◆ The request: Output every entry exactly as written, but omit the pictures.

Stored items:
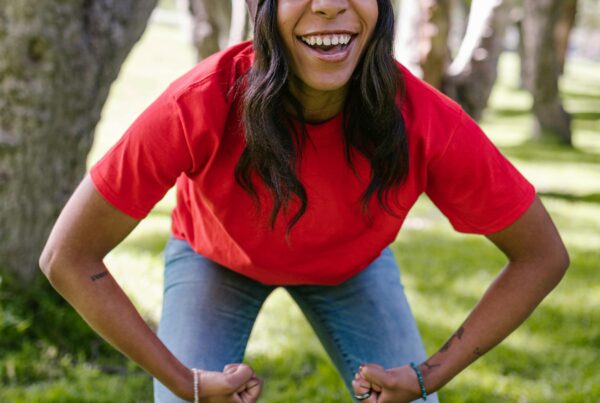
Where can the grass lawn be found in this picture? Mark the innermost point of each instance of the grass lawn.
(553, 357)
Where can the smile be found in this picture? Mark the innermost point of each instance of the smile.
(328, 47)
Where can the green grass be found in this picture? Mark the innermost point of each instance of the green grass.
(48, 354)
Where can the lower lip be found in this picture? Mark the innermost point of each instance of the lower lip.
(329, 57)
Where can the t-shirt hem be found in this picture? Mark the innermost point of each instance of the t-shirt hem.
(506, 221)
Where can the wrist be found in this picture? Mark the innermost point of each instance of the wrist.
(422, 391)
(184, 386)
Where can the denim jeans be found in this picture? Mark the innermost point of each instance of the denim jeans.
(208, 313)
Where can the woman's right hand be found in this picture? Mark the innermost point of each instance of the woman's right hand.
(236, 384)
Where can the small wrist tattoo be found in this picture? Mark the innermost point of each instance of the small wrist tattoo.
(98, 276)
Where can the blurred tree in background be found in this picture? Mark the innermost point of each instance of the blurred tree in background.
(469, 78)
(59, 59)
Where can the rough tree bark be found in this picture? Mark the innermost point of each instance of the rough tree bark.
(433, 44)
(408, 28)
(218, 24)
(58, 61)
(425, 23)
(542, 69)
(471, 76)
(562, 31)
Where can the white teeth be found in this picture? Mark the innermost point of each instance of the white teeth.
(327, 40)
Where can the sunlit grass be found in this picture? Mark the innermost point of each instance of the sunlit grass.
(551, 358)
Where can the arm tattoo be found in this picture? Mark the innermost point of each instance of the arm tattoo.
(458, 335)
(98, 276)
(429, 366)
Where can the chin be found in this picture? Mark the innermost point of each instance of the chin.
(327, 83)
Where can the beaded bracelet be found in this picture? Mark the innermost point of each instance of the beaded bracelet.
(196, 382)
(420, 378)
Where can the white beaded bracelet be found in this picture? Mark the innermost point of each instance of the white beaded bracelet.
(196, 382)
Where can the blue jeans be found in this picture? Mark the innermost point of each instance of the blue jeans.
(208, 313)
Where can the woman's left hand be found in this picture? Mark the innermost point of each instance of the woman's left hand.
(394, 385)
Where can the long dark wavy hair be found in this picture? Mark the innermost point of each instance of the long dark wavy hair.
(373, 124)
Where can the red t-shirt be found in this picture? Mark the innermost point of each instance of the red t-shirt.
(191, 136)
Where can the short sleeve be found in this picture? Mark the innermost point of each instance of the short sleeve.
(474, 185)
(146, 162)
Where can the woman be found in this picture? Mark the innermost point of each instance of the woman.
(296, 159)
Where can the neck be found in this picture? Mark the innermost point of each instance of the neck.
(318, 106)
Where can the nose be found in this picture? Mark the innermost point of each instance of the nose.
(329, 8)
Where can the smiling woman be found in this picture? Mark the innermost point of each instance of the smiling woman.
(296, 158)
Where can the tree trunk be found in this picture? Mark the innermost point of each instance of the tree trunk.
(59, 59)
(433, 44)
(562, 32)
(472, 74)
(212, 23)
(542, 69)
(408, 28)
(240, 23)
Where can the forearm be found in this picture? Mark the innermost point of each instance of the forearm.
(93, 292)
(506, 304)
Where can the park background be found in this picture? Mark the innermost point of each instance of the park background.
(48, 354)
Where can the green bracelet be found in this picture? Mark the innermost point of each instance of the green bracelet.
(420, 378)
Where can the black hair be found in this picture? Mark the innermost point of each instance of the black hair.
(373, 124)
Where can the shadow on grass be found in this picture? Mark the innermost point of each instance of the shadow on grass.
(509, 112)
(580, 95)
(586, 198)
(587, 115)
(549, 151)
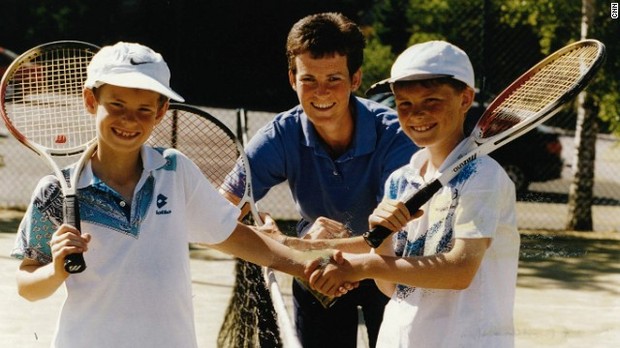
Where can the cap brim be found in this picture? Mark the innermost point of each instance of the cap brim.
(137, 80)
(384, 85)
(379, 87)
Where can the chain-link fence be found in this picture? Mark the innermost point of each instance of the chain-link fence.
(501, 45)
(542, 206)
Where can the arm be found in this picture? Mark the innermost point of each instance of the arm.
(454, 269)
(37, 281)
(316, 239)
(265, 251)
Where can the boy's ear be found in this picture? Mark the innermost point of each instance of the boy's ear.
(291, 79)
(356, 80)
(467, 98)
(162, 111)
(90, 101)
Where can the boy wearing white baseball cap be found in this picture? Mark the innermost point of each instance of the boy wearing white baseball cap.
(451, 267)
(140, 207)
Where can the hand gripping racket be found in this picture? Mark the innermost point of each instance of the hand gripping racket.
(533, 98)
(41, 104)
(216, 150)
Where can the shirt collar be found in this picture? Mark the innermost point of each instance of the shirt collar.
(151, 160)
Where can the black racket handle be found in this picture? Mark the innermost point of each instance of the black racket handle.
(377, 235)
(74, 263)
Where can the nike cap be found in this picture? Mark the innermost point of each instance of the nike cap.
(428, 60)
(130, 65)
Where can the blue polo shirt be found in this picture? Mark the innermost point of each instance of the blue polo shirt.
(346, 189)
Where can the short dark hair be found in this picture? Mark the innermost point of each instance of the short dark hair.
(325, 34)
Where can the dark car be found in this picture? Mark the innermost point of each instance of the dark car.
(536, 156)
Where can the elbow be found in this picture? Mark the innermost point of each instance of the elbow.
(461, 284)
(27, 295)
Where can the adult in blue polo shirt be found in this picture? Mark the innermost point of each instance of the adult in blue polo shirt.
(336, 151)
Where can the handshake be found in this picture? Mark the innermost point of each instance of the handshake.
(329, 276)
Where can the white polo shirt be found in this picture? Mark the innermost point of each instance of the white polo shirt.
(136, 290)
(478, 203)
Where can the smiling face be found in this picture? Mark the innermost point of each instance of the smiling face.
(323, 87)
(432, 114)
(125, 116)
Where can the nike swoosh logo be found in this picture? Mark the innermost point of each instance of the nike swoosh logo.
(133, 62)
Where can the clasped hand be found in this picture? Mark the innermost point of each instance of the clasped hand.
(333, 276)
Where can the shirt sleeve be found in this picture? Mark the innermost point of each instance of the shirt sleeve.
(398, 155)
(42, 218)
(266, 156)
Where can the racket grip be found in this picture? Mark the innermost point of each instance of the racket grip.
(74, 263)
(378, 234)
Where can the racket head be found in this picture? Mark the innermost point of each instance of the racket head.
(540, 92)
(41, 98)
(209, 143)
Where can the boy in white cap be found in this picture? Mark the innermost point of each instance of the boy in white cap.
(140, 207)
(451, 272)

◆ Output:
Where can the grass lawn be found in this picture? Mark the innermost point of each instance of the grass lawn.
(553, 357)
Where can the smile be found in this picture? Mark the innermost point of each instance of the smile.
(328, 47)
Where can the green grass be found in this picture? Mark the innermost point of each instance of the green grass.
(48, 354)
Where can the lower lip be found in this picture? Mark the innermost point of each instance of the lower lip.
(329, 57)
Where can the t-shirt hem be found in this picture? Mark the innermost point of each instance of the t-shirt hem.
(506, 221)
Where can the wrist be found in this picture? Mark the innermost point of each instance of the wrist.
(422, 391)
(184, 386)
Where can the denim jeans be found in this picture? Mark the innermost point of each instance of the denim jeans.
(208, 313)
Where can the woman's right hand be found in this picture? Mark the innermost point of each instance of the woman's right hand.
(236, 384)
Where can the small wrist tattoo be found in this picture? Mark the innermost point of each instance of the small wrist tattoo.
(98, 276)
Where can the blurred tree in background be found in this picture? Mark the innermost point of each instance of the blurred tree in background.
(469, 78)
(59, 59)
Where can the rough tree bark be found in this picture? Mark the innermost point of each instance of the rough tree bark.
(433, 44)
(408, 28)
(218, 24)
(58, 61)
(425, 23)
(542, 69)
(471, 76)
(562, 31)
Where can the white teeth be found in this picture? Mark the innermost point of each instance of the white teeth.
(327, 40)
Where can the sunlit grass be found in this picture? Mark the innermost point of each instance of the sunlit grass.
(551, 358)
Where can the arm tattoo be found in this picture? Mark the innermost point of each instance of the arm tattoo.
(458, 335)
(98, 276)
(429, 366)
Where can the chin be found in this picture? Mark the innermost point of each instance of the chin.
(327, 83)
Where can the beaded bracelet be found in this picture? Mark the innermost point of each instance of the beaded bracelet.
(196, 382)
(420, 378)
Where can the white beaded bracelet be found in this picture? Mark the innermost point of each instance of the white beaded bracelet.
(196, 382)
Where can the blue jeans be found in this picture? Mark the innermost point of each instance of the blue jeans.
(208, 313)
Where can the woman's left hand be found in this picture? Mark the innermost point of each instance of the woman's left hand.
(394, 385)
Where can the long dark wavy hair be found in this picture? Mark the innermost point of each instance of the long dark wavy hair.
(373, 124)
Where can the red t-shirt be found in this picture? Mark the innermost point of each instance of the red t-shirt.
(191, 136)
Where can the short sleeve be found in this picture? Mark the innermost point of each instance of the short sleeve.
(474, 185)
(146, 162)
Where can the woman be found in this picture? Mark the innermost point of each instance of the woman.
(296, 159)
Where can the neck be found in this picture? Mark the innermost point of each instance of the neck.
(318, 106)
Where can the nose be found in this picture? Mark the innermost point of each instance of the nose.
(329, 8)
Where can the smiling woman be found in this picture? Mark the innermost point of each instance of the smiling woman.
(296, 158)
Where can the tree trunk be found in this picture? Mark the innermost point of each instance of the tree trunk.
(59, 59)
(433, 44)
(562, 32)
(472, 74)
(212, 23)
(542, 69)
(408, 28)
(240, 23)
Where can the forearm be found in this picture? Mark the innermost point of each instance of the forearm.
(93, 292)
(506, 304)
Where can the park background be found in this picture? Mark the innermost point of each instance of the park background.
(48, 354)
Where can the green bracelet be found in this picture? Mark the innermost point of each instance of the green bracelet.
(420, 378)
Where can the black hair be found in this picture? Mark the innermost point of each instance of the black hair.
(373, 124)
Where can the shadow on grass be found in this picture? Mark the innermost point of each instance of the shadow on grass.
(509, 112)
(580, 95)
(586, 198)
(587, 115)
(549, 151)
Where can the cap brim be found in this picture? Mark the innermost point of each instance of the cap brim.
(137, 80)
(384, 85)
(379, 87)
Where can the chain-link fence be found in this picture? Mark the innermost point of each instance of the chain-link fence.
(501, 45)
(542, 206)
Where can the arm be found in this picture? Mark the innermost point of each instance of the arm.
(454, 269)
(37, 281)
(316, 239)
(265, 251)
Where can the boy's ear be found in this picture? Mark the innermost point of each instance of the boy's ear.
(291, 79)
(356, 80)
(467, 98)
(162, 111)
(90, 101)
Where can the boy wearing white baseball cap be found in this picture? Mark the innermost point of each instance of the boy wearing white baseball cap.
(451, 267)
(140, 207)
Where can the hand gripping racket be found in this picture? Mark the innermost point of each instance of the hand gripping racket.
(533, 98)
(41, 104)
(216, 150)
Where can the shirt collar be found in this picture? Mark the innermost point of each instance of the shirt collar.
(151, 160)
Where can the black racket handle be found in this picture? Mark the innermost point of each instance of the black racket handle.
(377, 235)
(74, 263)
Where can the nike cap be found in this picture? Mark the innermost point of each instance of the nike cap.
(428, 60)
(130, 65)
Where can the blue polo shirt be found in this picture? Mark the innermost point of each instance of the blue polo shirt.
(346, 189)
Where can the short dark hair be found in this picture? Mark the innermost point of each instance of the short dark hair.
(325, 34)
Where can the dark car be found in this picture? Mark the innermost point of each instance of the dark car.
(536, 156)
Where can the elbow be found in this picture? Mark the innermost point of each instance of the elbow.
(461, 284)
(27, 295)
Where can the adult in blue polo shirt be found in this picture? Mark the innermost point of each instance of the adult in blue polo shirt.
(336, 151)
Where can the handshake be found in this picture? Mark the innermost point of each instance of the handshake.
(329, 276)
Where can the white polo shirt be found in this picture? Mark the innermost point of each instance of the white polo shirt.
(136, 290)
(478, 203)
Where can the smiling face be found in this picture? Mark the innermost point of each instance of the smiling face.
(323, 87)
(432, 114)
(125, 116)
Where can the nike swoosh logo be found in this picture? Mark the innermost point of each instance of the nike swoosh logo.
(133, 62)
Where can the clasped hand be found in this picture? Mark the innermost point of each instance of the clasped hand.
(333, 276)
Where can the shirt sleeve be found in this picture? Mark the innermost point of each instance of the shirt sleeve.
(398, 155)
(42, 218)
(266, 156)
Where can the racket grip be found in this picture? Mark the innermost point of each instance of the racket grip.
(74, 263)
(378, 234)
Where can the racket head be found in this picture? Mark the innermost point of each instance of the racket head.
(540, 92)
(41, 98)
(209, 143)
Where can the boy in white cap be found in this picture? Mark the innermost point of each instance of the boy in white cap.
(140, 207)
(451, 272)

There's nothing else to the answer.